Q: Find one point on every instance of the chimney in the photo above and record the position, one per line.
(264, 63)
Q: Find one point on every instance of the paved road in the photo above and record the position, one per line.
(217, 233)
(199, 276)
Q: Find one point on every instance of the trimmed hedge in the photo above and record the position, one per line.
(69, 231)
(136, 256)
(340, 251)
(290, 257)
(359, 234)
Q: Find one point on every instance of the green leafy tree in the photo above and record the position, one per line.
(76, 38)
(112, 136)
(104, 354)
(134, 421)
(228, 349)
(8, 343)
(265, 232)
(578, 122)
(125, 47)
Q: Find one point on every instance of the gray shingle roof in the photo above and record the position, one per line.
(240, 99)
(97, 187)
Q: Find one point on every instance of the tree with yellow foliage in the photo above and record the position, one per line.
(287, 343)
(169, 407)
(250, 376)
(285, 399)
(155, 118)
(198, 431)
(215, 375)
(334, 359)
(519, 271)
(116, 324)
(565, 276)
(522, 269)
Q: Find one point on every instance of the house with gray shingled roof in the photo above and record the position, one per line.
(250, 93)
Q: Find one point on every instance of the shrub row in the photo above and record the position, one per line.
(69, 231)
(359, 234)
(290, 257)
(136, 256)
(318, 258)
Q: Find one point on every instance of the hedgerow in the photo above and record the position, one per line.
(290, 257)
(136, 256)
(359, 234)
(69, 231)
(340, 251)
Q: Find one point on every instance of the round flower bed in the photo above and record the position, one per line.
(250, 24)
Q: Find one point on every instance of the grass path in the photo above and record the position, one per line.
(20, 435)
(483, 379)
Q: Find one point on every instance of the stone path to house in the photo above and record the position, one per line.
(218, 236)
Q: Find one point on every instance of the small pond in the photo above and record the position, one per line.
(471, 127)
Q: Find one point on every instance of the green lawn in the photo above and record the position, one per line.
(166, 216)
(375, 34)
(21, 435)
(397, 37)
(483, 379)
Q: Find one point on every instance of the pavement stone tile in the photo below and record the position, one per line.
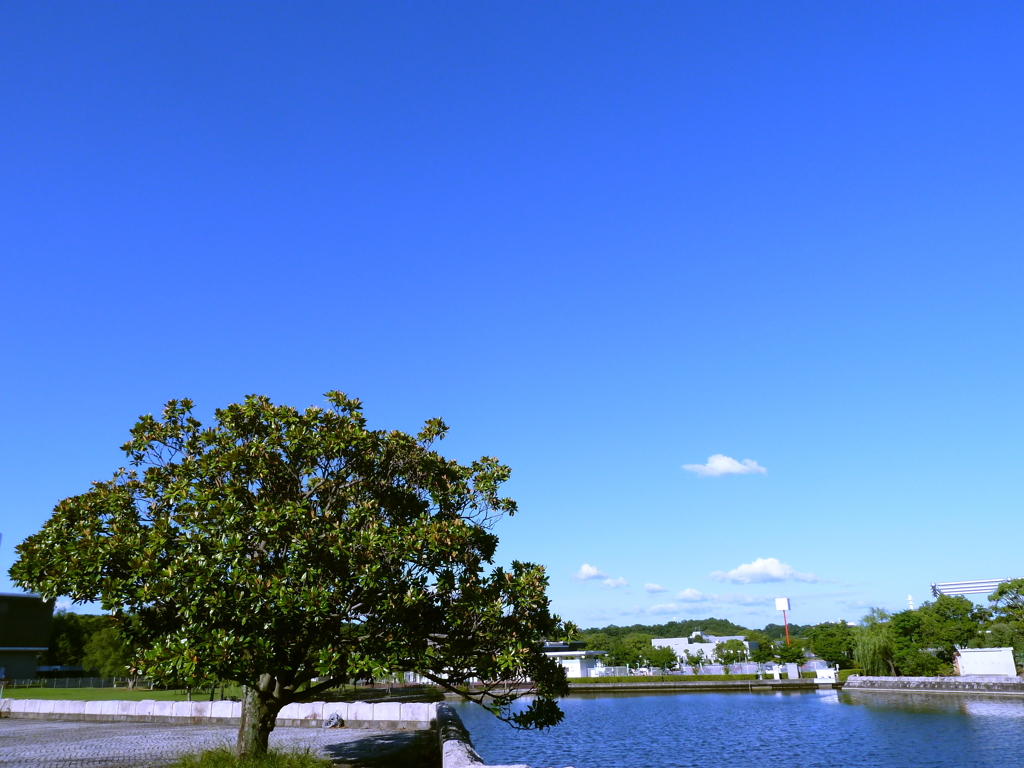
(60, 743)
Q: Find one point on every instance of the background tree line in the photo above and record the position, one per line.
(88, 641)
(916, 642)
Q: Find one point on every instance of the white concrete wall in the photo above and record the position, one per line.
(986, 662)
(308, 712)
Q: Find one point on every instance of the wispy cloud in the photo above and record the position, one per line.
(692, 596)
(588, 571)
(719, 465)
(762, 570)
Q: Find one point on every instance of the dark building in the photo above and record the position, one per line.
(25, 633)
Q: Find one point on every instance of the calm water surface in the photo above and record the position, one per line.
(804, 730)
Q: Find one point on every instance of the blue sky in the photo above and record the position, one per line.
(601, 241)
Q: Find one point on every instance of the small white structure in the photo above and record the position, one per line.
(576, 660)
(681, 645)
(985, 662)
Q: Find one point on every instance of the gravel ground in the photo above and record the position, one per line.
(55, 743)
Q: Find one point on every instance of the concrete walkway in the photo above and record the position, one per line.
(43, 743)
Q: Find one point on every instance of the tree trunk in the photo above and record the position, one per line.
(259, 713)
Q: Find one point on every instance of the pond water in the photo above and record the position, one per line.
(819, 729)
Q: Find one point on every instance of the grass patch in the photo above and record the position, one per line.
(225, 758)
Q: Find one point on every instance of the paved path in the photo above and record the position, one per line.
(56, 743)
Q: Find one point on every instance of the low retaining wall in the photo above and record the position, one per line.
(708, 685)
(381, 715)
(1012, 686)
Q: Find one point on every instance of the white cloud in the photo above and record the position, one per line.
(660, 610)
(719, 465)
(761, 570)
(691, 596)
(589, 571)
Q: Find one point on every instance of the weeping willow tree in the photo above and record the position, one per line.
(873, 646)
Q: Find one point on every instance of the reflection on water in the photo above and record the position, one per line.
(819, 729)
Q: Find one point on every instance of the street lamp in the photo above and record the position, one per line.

_ _ _ _

[Assignment]
What is needed is the whole listing again, exactly as written, with the images left out.

[Solution]
Q: Find one point on every instance of the chimney in the photo above and record the position, one per line.
(264, 63)
Q: Find one point on every instance of the paved road in the photo above and record the position, one per line.
(217, 233)
(199, 276)
Q: Find one point on every instance of the trimmed hedge in the photo above and record the position, one per line.
(69, 231)
(136, 256)
(340, 251)
(290, 257)
(359, 234)
Q: Find one point on every instance of the green leafy tree in the photo above and record the position, one per line.
(76, 38)
(112, 136)
(104, 354)
(134, 421)
(228, 349)
(8, 343)
(265, 232)
(578, 122)
(125, 47)
Q: Find one point on every instance of the gray shingle roof in the photo above and record the position, one per line.
(240, 99)
(97, 187)
Q: Find one point on every instance of the tree with yellow foliage in the photo above and record the position, one per line.
(287, 343)
(169, 407)
(250, 376)
(285, 399)
(155, 118)
(198, 431)
(215, 375)
(334, 359)
(519, 271)
(116, 324)
(565, 276)
(522, 269)
Q: Find one point on every instance of the house with gray shingled roof in the photo above and record the position, one per line.
(250, 93)
Q: Find one point on every instance of the shrub row in the photo above and record the position, one per line.
(69, 231)
(359, 234)
(290, 257)
(136, 256)
(318, 258)
Q: Find one point on every instance of the hedgerow in the photo above and record the position, one per line.
(290, 257)
(136, 256)
(359, 234)
(69, 231)
(340, 251)
Q: Find one point on every instance of the round flower bed in the photo above and record the position, one per line.
(250, 24)
Q: Find one point on every instance of the grass path in the photo above and record the position, one per line.
(20, 435)
(483, 379)
Q: Find one point on every instance of the stone path to house in the photo above and record the position, one per line.
(218, 236)
Q: Find one point on every instance of the small pond in the photo above and record the position, one per line.
(471, 127)
Q: Find one point on every instance of the green lawn in the photo above and record the position, one per line.
(166, 216)
(375, 34)
(21, 435)
(397, 37)
(483, 379)
Q: Find one point on every instance of the pavement stone tile in the photo below and record the position, one per line.
(60, 743)
Q: Find one point on every instance of the background tree line in the photo above and record the position, one per line.
(88, 641)
(916, 642)
Q: Find one point on every instance of the white concrete wall in the photo above and record the position, one per line.
(986, 662)
(308, 712)
Q: Find one point on every instance of the wispy cloud in the photo above and record the position, one per line.
(692, 596)
(588, 571)
(719, 465)
(762, 570)
Q: Find one point on every instance of the dark building in the photo above and record the position, one per line.
(25, 633)
Q: Find one point on every instance of the calm water surface in the photo above and record the position, one per line.
(804, 730)
Q: Find one point on every instance of the blue sky in the photo above and record the position, one per line.
(601, 241)
Q: Find one point on every instance of the small white structure in the photo above and record the position, one per line.
(576, 660)
(681, 645)
(985, 662)
Q: Find one point on every instance of the gravel ground in the photo above and record the position, one per line.
(55, 743)
Q: Find one point on every instance of the concrete walkway in the photo above and record the position, one per line.
(43, 743)
Q: Find one point on every instance of the tree trunk in the photo above and record the position, one per line.
(259, 713)
Q: Find one point on every instance of the pond water in the photo above and record the position, one per line.
(819, 729)
Q: Find one point on every instance of the grass patch in the photo above and record the position, one per line.
(225, 758)
Q: Find one point on every instance of the paved path in the photo above and record the position, one per line.
(56, 743)
Q: Find one point on every instance of the low retaining wall in the photo above and record the position, one per line.
(708, 685)
(381, 715)
(1012, 686)
Q: Find one point on every instance of the white cloud in the photo above and record the position, one per line.
(660, 610)
(719, 465)
(761, 570)
(691, 596)
(589, 571)
Q: Find one point on every instance of the weeping willow tree in the photo above and record the position, one per line.
(873, 646)
Q: Find one point on every instance of the reflection on water in the photo above and record the position, one per line.
(819, 729)
Q: Find one point on every instance of the street lamp in the photo above and record the position, one per line.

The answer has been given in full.